TEXT BLOCK:
## START

Your numbers don't match mine because you're trying to calculate the benefit of being an Air Miles collector, and I'm trying to calculate the benefit of having the Amex Air Miles card. The purpose of my original posting was to compare credit cards, not reward programs.


Larry6417 said:


> Yes, I do realize that the redemptions for Chapters cards are favourable. Why do you think I redeem for them? Also, I don't accept your calcuations of what 1 air mile is worth. That calculation depends on how you collect and how you redeem. For example, I use my air miles to fly round trip from Edmonton to Lethbridge during the holidays. Even though the distance is short, the cost is high (likely because WestJet doesn't fly there). Because many carriers fly to New York, the cost is the same or frequently lower. Therefore, it's cost effective for me to redeem miles to fly to Lethbridge but buy a ticket to New York.


Ok, let's use your example. High season flight from YEG to YQL costs $580+tax on Air Canada (this really surprised me, I mean I could fly to Cuba for less!). The same trip during high season costs 1125 air miles. So the air miles value is 51 cents per mile - far better than the 13.7 you get for Chapters cards. For your Amex card (alone) to earn 1125 miles, you must spend $11,250 at air miles sponsors, or $16,875 at non-sponsors. Let's say half your spending is at sponsors, then you need to spend close to 14K to earn enough points to save you $580. Your return on the Amex card when used for high-season flights is thus 4.1%, without the annual fee factored in. So if you regularly fly to Lethbridge during the holiday season, then you are right: this card is definitely better for you. I'd also like to add that given the choice to redeem for these flights vs the Chapters cards, you can see that the flights give you 3.4 times more value!


----------



## Larry6417 (Jan 27, 2010)

Elbyron, thank you for your informative and insightful comments. My apologies if I sound defensive. I really shouldn't be. All you're doing is sharing some hard-earned wisdom. 

I see your point about incremental value of credit cards. The Air Miles collector card is free, so I think it is reasonable, as you've suggested, to evaluate credit cards only for their incremental benefits.

Thank you for mentioning the Smart Cash card from MBNA. I presently have an MBNA PremierRewards Card (shouldn't it be called the so-so rewards card now?) and had not heard of the Smart Cash card. If we look at the incremental value of the Amex platinum Air miles card, then it would add 10 air miles for $100 of purchases at an air miles vendor. Since a $50 Chapters card costs 365 air miles, one would have to spend $3650 to obtain a $50 gift card (a paltry incremental yield of $50/$3650 = 1.4%). If I were to use the Smart Cash Card only for groceries/ gas (and I would), then my yield would be 3%. Once you take into account the $50 annual fee, then the Smart Cash, which has no annual fee, is even better.

## END

EXERCISE REQUIREMENTS:
1. In the forum thread about Air Miles credit cards, why does Larry6417 find it cost effective to use miles for the Lethbridge trip but pay cash for a New York ticket? Answer in one to three sentences.
2. Continue the forum thread about Air Miles credit cards from the point where it stops.
The records are separate material and are not part of the forum thread about Air Miles credit cards.

EXCERPTED RECORDS:
## START

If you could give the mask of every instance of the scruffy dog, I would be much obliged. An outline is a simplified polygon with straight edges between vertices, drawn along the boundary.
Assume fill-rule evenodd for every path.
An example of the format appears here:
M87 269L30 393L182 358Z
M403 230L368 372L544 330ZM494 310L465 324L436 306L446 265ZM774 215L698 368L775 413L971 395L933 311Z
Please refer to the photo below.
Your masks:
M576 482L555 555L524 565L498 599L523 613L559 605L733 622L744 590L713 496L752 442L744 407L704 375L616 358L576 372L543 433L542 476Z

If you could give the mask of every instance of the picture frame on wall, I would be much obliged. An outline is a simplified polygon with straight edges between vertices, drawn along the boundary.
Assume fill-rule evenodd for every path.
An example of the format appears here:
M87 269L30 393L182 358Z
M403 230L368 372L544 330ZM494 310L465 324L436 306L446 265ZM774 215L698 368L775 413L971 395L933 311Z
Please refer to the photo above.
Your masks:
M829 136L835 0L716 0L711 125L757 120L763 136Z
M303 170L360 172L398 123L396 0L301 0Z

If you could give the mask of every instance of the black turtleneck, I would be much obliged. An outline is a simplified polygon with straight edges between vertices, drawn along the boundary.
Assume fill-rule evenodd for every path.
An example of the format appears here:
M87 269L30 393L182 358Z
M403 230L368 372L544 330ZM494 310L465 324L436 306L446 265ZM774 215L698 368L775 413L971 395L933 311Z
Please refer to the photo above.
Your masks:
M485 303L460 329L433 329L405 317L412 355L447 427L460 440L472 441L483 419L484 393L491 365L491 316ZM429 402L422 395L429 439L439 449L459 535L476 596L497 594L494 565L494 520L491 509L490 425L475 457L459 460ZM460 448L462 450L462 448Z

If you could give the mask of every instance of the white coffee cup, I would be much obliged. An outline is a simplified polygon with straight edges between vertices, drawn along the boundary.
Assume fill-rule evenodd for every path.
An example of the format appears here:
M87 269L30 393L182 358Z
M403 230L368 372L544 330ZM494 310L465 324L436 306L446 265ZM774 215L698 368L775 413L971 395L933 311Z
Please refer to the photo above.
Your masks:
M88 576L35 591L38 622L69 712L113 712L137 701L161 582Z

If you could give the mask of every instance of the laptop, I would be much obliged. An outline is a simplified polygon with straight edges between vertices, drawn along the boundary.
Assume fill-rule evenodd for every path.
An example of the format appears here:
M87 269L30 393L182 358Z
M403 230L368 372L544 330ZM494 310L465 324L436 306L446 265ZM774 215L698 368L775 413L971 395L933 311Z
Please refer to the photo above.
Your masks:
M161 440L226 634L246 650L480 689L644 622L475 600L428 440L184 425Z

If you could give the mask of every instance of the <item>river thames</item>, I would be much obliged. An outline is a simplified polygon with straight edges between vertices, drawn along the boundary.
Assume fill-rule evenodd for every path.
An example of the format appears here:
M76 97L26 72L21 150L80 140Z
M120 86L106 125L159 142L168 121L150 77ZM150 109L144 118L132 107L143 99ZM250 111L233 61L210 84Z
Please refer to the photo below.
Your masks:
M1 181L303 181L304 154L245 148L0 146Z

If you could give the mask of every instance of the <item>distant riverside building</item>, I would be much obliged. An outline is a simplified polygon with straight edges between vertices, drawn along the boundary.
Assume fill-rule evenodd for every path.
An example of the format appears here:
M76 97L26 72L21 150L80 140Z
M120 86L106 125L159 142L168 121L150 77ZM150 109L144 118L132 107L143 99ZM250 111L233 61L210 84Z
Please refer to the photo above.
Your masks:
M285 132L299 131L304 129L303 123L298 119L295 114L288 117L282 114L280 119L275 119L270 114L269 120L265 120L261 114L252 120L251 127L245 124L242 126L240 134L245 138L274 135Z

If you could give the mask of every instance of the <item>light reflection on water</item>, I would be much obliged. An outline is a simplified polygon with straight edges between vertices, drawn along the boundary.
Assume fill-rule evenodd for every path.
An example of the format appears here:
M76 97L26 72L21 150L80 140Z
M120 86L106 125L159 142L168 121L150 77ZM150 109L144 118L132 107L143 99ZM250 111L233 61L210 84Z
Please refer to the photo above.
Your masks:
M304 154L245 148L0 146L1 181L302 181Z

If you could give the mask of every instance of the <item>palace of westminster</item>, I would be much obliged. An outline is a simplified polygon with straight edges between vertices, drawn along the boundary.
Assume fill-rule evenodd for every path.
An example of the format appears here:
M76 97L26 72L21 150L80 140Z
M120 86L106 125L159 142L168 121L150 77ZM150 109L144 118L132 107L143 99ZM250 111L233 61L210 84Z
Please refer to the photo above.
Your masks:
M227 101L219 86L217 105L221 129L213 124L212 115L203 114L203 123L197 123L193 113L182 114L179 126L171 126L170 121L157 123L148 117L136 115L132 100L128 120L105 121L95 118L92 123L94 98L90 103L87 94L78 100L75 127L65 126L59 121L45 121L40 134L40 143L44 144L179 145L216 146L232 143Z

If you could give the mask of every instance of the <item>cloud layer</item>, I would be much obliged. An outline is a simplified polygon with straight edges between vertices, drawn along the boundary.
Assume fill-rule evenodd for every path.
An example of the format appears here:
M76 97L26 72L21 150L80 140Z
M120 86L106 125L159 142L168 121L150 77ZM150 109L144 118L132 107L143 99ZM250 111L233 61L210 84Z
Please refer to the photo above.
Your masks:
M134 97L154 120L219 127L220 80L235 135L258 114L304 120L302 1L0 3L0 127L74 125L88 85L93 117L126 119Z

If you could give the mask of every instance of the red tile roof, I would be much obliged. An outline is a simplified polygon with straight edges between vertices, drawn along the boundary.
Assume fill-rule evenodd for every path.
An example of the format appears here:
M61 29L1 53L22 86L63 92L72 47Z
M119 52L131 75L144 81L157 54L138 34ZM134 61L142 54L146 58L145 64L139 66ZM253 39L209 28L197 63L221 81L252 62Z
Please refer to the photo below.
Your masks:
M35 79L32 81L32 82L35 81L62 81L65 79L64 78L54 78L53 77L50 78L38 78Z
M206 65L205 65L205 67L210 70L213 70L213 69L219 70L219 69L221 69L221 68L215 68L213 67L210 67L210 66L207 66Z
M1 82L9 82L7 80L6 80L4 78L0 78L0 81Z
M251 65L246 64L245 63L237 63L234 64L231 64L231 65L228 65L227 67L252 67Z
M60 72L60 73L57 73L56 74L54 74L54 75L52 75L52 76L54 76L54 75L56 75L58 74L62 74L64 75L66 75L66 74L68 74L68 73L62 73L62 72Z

## END

RESULTS OF THE TASKS:
1. A flight to Lethbridge costs a lot even though the distance is short, likely because WestJet doesn't fly there. Many carriers fly to New York, so that fare is about the same or often lower. Miles are therefore worth more on the Lethbridge trip, and buying the New York ticket makes more sense.

2.
As you've mentioned the travel is actually a better use of miles. The price you quote for round trip travel between Edmonton and Lethbridge is actually quite cheap for the holidays. I looked at Expedia recently, and it listed the price as ~$780 (around New Year) including taxes - $700 without taxes i.e. the portion that Air Miles covers. I also hold a BMO Gold Air Miles card (yes! another fee! ). However, this card reduces the air miles I need to fly by 25%, so a trip to Lethbridge would cost 843 air miles at peak times. If I spent $8430 at air miles vendors then I would accumulate 843 air miles with the Amex card for a yield of $700/$8430 = 8.3%. But of course, not all my spending would be at air miles vendors, and not all my redemptions would be for such costly, short-haul flights.

I've actually been thinking about getting rid of my Amex Platinum for a while because of the recent upgrades to the BMO Gold Air miles card. Fewer air miles are awarded to the BMO card (1 per $15), but fewer are needed to fly (25%). Also, if you have $5,000 or more in your accounts at BMO (and I usually do) then your air miles are increased by 25%. Therefore, the BMO Gold card offers 1 air mile per $12 at all vendors (if you have $5,000 in your BMO accounts) while the Amex offers 1 air mile per $10 at air miles vendors and 1 air mile per $15 everywhere else. I'll cancel my Amex a little bit before the next annual fee is due. I originally got the Amex platinum to shop at Costco. I'll probably use the True Earnings card instead of the Platinum Air Miles card.

I applied for the Smart Cash MBNA card recently, and doing so was a massive hassle! I spoke to 5 different "customer (dis)satisfaction specialists" and heard 5 different things. The first person I spoke to said that it was available only by invitation - perhaps true initially. However, I pointed out that the MBNA website now accepts applications directly from the public. She said she was unable to take my application, so she transferred me to someone who could. The next person also said he could not. Eventually, after 4 different people, the fifth took my application over the phone. However, my Premier Rewards account was not transferred to a Smart Cash account; I had to open a new card. MDJ said that the account could be transferred, and given the knowledge of the customer representatives I spoke to, he may be right. 

Thanks again for all your insights Elbyron!


----------



## Jungle (Feb 17, 2010)

I earned about $1500 in rewards last year from about three different cards, but none of that was from travel cards. 

However to make my post on topic, I have earned two free nights at the westin maui from my new Amex SPG card. The room is now selling for $400/night..

Also, I have the new Westjet mastercard, received $100 Westjet dollars on my first purchase and first year fee waived. I will be canceling the card when they
charged the yearly fee next year. 

In total I have 8 credit cards. (I just cancelled two as well! ) None of them hold an interest charging balances.


----------



## rookie (Mar 19, 2010)

Jungle said:


> I earned about $1500 in rewards last year from about three different cards, but none of that was from travel cards.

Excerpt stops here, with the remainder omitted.